## Texte présenté
::::::::

Le défi trumpiste

Publié le 14 février 2025 à 16h04

Hans-Helmut Kotz    Temps de lecture 5 minutes

Au cours de son premier mois de présidence, le nouveau président américain a lancé une avalanche d’annonces et de décrets. Il y en a tellement et dans des domaines politiques si variés qu’il est difficile de suivre le rythme. C’est pourquoi le Wall Street Journal a mis au point le 12 février un Trump Tracker. Toute une série de ces décrets semble dépasser les pouvoirs de la nouvelle administration. Certains font déjà l’objet de recours auprès de la justice. Il en va de même pour les interventions brutales du DOGE (Department of Government Efficiency) dirigé par Elon Musk (« réduction » du programme de développement USAID, coupes drastiques dans le budget de recherche de l’Institut national de la santé, de la Fondation nationale des sciences, etc.).

Il ne s’agit pas seulement de défis internes aux Etats-Unis. Les changements à venir dans la politique ukrainienne, que le ministre de la Défense vient d’esquisser, ont de graves conséquences pour l’Europe. Ils concernent les budgets publics, leur structure et leur ampleur. Il en va de même pour la politique commerciale des Etats-Unis qui, comme tant d’autres politiques de la nouvelle administration (énergie, changement climatique, régulation des marchés financiers et tout ce qui concerne la diversité, l’équité et l’inclusion), suit un modèle rétrograde, avec pour objectif le retour à un monde antérieur, celui du XIXe siècle. Dans le cas du commerce, il s’agit d’échapper à ces règles multilatérales qui entravent injustement les Etats-Unis, sapant leur prospérité.

::::::::

## Données recueillies
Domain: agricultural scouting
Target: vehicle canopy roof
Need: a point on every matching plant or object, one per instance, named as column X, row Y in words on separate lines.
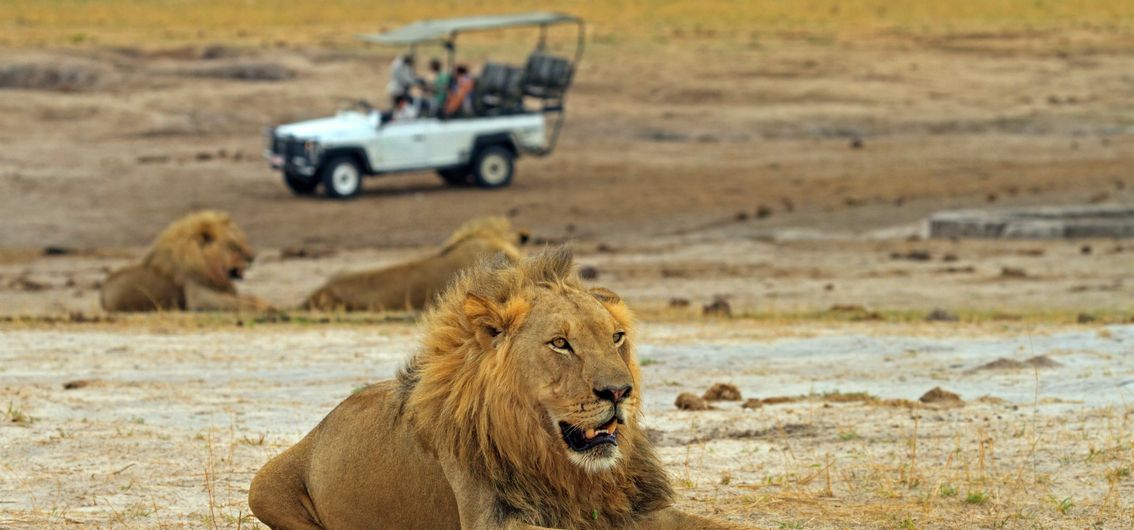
column 443, row 28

::::::::

## Défis proposés
1. Actualisez le passage du texte sur le défi trumpiste allant de "Le défi trumpiste" à "des sciences, etc.).", en substituant "New York Times" à "Wall Street Journal".
2. Rédigez la suite du texte sur le défi trumpiste à partir de sa dernière phrase.
Ces données proviennent d'une source distincte du texte.

## Réponses définitives
1.
Le défi trumpiste

Publié le 14 février 2025 à 16h04

Hans-Helmut Kotz    Temps de lecture 5 minutes

Au cours de son premier mois de présidence, le nouveau président américain a lancé une avalanche d’annonces et de décrets. Il y en a tellement et dans des domaines politiques si variés qu’il est difficile de suivre le rythme. C’est pourquoi le New York Times a mis au point le 12 février un Trump Tracker. Toute une série de ces décrets semble dépasser les pouvoirs de la nouvelle administration. Certains font déjà l’objet de recours auprès de la justice. Il en va de même pour les interventions brutales du DOGE (Department of Government Efficiency) dirigé par Elon Musk (« réduction » du programme de développement USAID, coupes drastiques dans le budget de recherche de l’Institut national de la santé, de la Fondation nationale des sciences, etc.).

2.
«Les recettes douanières ne suffiront pas à compenser les pertes des entreprises et des consommateurs, même pour un grand pays comme les Etats-Unis, qui peut exercer une influence sur les prix mondiaux.»

Pour y arriver, le président Trump a annoncé jeudi dernier qu’il a chargé son administration de déterminer pour chaque partenaire commercial des « droits de douane réciproques », dont les montants doivent correspondre exactement à ceux auxquels les exportateurs américains sont exposés. Les barrières non tarifaires, telles que la TVA ou les subventions, devraient également être prises en compte. Cela touchera surtout négativement les pays émergents. Mais l’Union européenne (UE) devra également faire face à un ralentissement de ses exportations et de son PIB.

L’opinion publique américaine est largement d’accord avec cette approche. Fermer les barrières devrait réduire la dépendance à l’extérieur. Cela devrait également être bon pour l’emploi et pour les revenus de la middle class. Comme les avantages de l’ouverture ont été répartis de manière très inégale pendant trop longtemps, les Américains sont devenus très sceptiques quant aux promesses de bien-être des libre-échangistes. Cela est aussi dû au fait qu’aux Etats-Unis, les perdants de la mondialisation, qui sont concentrés dans quelques régions ayant subi de plein fouet le « choc chinois », n’ont été que très insuffisamment soutenus.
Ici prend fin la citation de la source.